Stated exercise: Rewrite every line from the one holding "In this practice step, locate the circular" through the end of the items, inclusive, with the requests left as they are. Scale each answer coordinate by 2.25, round it to a whole number with halves going up, and output only those lines.

═══ Excerpted data

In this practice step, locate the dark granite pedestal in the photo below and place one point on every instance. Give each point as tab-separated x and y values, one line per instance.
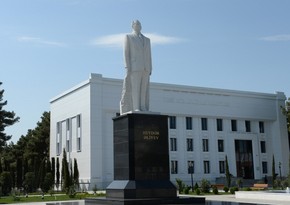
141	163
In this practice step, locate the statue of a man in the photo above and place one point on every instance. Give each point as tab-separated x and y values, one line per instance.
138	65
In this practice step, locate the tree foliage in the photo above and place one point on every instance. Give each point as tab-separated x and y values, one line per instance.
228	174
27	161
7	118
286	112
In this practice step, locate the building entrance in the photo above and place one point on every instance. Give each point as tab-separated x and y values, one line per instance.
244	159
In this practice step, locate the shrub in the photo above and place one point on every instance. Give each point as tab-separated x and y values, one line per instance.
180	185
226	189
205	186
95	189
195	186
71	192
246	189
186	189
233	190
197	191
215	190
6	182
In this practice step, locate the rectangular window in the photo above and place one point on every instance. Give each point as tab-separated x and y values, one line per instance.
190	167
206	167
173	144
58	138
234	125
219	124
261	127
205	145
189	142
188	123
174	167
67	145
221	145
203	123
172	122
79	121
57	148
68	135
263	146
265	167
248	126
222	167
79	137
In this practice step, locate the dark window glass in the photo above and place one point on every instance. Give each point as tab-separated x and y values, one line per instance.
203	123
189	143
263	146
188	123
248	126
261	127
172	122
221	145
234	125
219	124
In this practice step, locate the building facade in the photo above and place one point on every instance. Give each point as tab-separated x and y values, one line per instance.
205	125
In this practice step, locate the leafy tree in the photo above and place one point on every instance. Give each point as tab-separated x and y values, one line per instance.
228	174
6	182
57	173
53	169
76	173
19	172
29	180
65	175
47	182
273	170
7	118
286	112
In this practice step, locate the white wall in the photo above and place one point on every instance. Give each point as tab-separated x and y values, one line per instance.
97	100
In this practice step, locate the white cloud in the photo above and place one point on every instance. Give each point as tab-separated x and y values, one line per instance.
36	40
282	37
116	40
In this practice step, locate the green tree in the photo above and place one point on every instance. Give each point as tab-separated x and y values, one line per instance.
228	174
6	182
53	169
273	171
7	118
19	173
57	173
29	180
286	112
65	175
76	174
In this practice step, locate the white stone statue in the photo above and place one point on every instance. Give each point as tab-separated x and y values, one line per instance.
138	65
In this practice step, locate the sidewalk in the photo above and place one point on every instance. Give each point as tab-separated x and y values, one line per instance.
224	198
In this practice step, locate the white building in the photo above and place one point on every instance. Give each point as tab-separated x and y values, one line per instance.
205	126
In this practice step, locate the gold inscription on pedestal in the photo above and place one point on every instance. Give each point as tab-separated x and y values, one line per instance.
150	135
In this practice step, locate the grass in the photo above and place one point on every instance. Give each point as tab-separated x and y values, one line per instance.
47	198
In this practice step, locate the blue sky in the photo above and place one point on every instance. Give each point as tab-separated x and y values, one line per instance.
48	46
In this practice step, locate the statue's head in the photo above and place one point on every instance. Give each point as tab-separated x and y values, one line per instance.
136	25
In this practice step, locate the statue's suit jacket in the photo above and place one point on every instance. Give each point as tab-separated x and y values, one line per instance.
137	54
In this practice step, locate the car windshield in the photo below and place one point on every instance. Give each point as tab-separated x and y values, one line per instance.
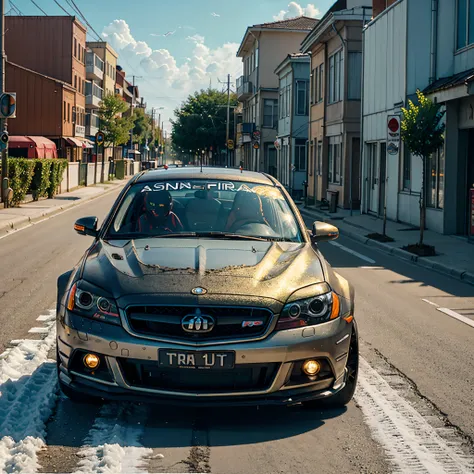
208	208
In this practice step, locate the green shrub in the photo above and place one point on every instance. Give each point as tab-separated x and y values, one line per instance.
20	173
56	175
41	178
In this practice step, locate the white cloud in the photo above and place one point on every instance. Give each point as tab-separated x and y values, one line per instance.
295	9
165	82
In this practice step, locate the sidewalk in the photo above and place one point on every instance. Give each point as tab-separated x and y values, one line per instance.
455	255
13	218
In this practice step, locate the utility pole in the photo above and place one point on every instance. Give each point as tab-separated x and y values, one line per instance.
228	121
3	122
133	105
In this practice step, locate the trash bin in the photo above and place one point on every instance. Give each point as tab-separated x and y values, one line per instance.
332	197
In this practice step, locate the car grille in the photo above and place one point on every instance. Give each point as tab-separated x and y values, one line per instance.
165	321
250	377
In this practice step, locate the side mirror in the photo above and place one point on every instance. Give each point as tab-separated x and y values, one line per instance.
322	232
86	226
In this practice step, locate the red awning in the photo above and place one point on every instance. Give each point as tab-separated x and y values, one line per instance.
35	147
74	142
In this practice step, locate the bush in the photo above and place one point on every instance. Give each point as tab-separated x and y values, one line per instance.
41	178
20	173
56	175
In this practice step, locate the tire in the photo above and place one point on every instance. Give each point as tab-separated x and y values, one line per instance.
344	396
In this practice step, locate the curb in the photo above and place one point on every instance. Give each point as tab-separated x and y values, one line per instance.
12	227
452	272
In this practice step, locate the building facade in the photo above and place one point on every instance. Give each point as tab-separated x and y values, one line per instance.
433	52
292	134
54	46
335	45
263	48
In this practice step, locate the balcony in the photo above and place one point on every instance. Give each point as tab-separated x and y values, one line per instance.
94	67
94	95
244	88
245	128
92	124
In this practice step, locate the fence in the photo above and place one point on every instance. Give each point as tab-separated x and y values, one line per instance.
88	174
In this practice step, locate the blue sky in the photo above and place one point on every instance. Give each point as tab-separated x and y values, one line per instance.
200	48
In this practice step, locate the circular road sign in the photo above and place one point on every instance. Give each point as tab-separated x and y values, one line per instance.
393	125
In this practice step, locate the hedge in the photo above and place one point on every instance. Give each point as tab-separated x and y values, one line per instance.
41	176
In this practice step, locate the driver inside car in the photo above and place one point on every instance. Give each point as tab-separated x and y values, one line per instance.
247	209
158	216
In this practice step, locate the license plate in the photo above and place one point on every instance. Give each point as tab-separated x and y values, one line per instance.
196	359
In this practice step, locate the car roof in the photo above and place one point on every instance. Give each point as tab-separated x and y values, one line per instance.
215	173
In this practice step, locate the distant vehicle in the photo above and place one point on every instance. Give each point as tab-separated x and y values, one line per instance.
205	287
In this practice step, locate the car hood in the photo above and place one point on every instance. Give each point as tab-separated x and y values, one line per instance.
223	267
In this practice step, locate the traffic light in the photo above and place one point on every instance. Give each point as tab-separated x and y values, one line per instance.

══════

Expected output:
In this practice step, locate the circular road sign in the photo above and place one point on every instance. Give each point as tab-separated x and y values, one line per instance.
884	281
In this practice step, locate the hedge in the photo above and place one point on every instance. Give each point as tab-separated x and y values, one line per instance.
92	396
In this practice step, locate the driver inside car in the photo above and place one point on every instance. Give each point as tab-separated x and y values, one line per instance.
556	470
356	486
In this practice step, locate the license plate in the photo above and place one point on every instance. Give each point as tab-separated x and y values, one line per instance.
441	808
In this practice step, locate the car roof in the photo above and place one point on every instance. Give each point as tab-separated x and y values, one line per instance.
484	389
In this practice step, locate the distant vehicle in the photo above and place one point on every instance. Give each point as tab-separated x and y values, one line per instance.
461	646
In this practice step, locate the car hood in the photo above and place one point on every instance. Give each point as tab-separated x and y values, one line per instance.
502	601
In this practice step, locate the traffic light in the photo above and place one point on every instance. Give each point as tab-separated x and y values, one line per instance.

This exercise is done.